REQUISITO 1:
Redigite, sem nenhuma alteração, a passagem do texto sobre a direita festiva que vai de "Essa é a versão" até "com respectivas carapuças.".
REQUISITO 2:
Responda às perguntas abaixo com base no texto sobre a direita festiva.
(a) Segundo o texto, onde se aderia às ideias de Marx, Lênin ou Trótski quando ser de esquerda era moda?
(b) Como a versão mais refinada da direita festiva trata o presidente Fernando Henrique Cardoso?
(c) Pelo que se marca a versão internacionalizada da direita festiva?

TRECHO DO DOCUMENTO:
╭──
Roberto Campos perdeu seus inimigos, seus algozes, e tudo é festa; mas ele já adquiriu certo hábito de vítima, um tom insistente e monótono na voz, um ar de queixa, uma magreza de derrotado.
Durante muito tempo se falou em "esquerda festiva"; quando ser de esquerda era moda, aderia-se às idéias de Marx, Lênin ou Trótski numa cobertura em Ipanema, sem nenhum compromisso real com a revolução.
Há hoje uma direita festiva. Caracterizá-la não é difícil. Tudo o que um sujeito de direita festiva pensa, diz e faz é de direita, mas ele não leva seu direitismo às últimas consequências. É mais um sujeito "esclarecido"; acha certo tudo o que Roberto Campos diz, mas com uma ressalva -a de sempre ter discordado de Roberto Campos.
A direita festiva adora o Brasil, o que significa incluir, nessa entidade vaga chamada "Brasil", tudo o que é bom e tudo que é ruim na sociedade em que vivemos. Bicheiros, traficantes, latifundiários, políticos do PFL são autenticamente brasileiros; a PM de Diadema é culturalmente autêntica, as novelas da Globo retratam "fielmente" a realidade do país...
Claro que a direita festiva não é a direita de verdade e assim condena o PFL, a PM de Diadema etc. Mas condena festivamente: isto é, carnavaliza sua condenação. Felicita o caos e a barbárie reais como se fossem expressão artística de um autor de gênio, o "Brasil". Qualquer massacre, qualquer escândalo, qualquer miséria será pretexto para uma crise de nervos, mas essa crise de nervos funciona, na verdade, como orgasmo estético.
Essa é a versão mais "radical" da direita festiva. É a versão -sinto dizer isso de um colega a quem admiro- de Arnaldo Jabor. Há outras, com respectivas carapuças.
Uma direita festiva mais refinada, menos glauberiana, é festiva por obra e graça de seu próprio encontro com o poder. Trata o presidente Fernando Henrique Cardoso por Fernando. Poderia (mas não chega a tanto) chamar Paulo Maluf de Paulo. Sabe que o Fernando tem de fazer concessões, mas sabe que o Fernando está no caminho certo, ou melhor, que não há outro.
O que há de festivo, nesse caso, é a convivência com os segredos de Brasília, que ninguém entende muito, e o que há de direita é a concordância quanto "ao caminho certo". Mas a concordância importa menos do que a convivência pessoal. O frisson de uma fofoca palaciana equivale à conquista do poder.
A direita festiva tem também uma versão internacionalizada, que se marca pela abertura às importações. É interessada em gastronomia. Pimentões belgas, champignons dinamarqueses, trufas brancas não sei de onde assumem a função de zelar pela "educação dos cinco sentidos" de que falava Marx. O privilégio liberta, a culpa atrapalha a digestão.
A versão melancólica da direita festiva, por sua vez, admite que torcia pela esquerda, mas que o melhor é desistir dessas tentativas todas. Aliás, não há nada mais ridículo do que ser um dinossauro de esquerda. Então, que todos se danem: o povão não vota em Maluf? É mais ou menos o que eu acho, infelizmente.
╰──
TRECHOS DOS DADOS:
╭──
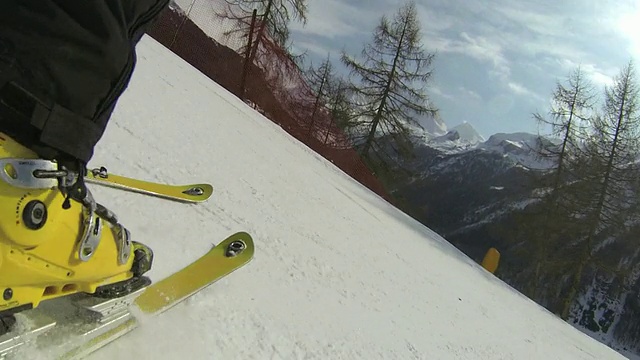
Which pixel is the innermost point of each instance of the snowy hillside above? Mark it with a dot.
(338, 272)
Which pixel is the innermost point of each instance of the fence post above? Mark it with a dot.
(247, 55)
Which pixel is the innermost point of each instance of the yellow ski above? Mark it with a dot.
(186, 193)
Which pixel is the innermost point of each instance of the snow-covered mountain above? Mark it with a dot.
(338, 272)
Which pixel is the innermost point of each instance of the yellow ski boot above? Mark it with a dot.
(55, 240)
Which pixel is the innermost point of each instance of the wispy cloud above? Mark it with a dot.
(477, 47)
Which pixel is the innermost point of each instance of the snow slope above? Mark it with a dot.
(338, 272)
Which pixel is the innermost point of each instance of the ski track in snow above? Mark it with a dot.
(338, 273)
╰──
RESULTADO FINAL 1:
Essa é a versão mais "radical" da direita festiva. É a versão -sinto dizer isso de um colega a quem admiro- de Arnaldo Jabor. Há outras, com respectivas carapuças.

RESULTADO FINAL 2:
(a) Aderia-se a essas ideias numa cobertura em Ipanema.
(b) Essa versão trata o presidente por Fernando.
(c) A versão internacionalizada se marca pela abertura às importações.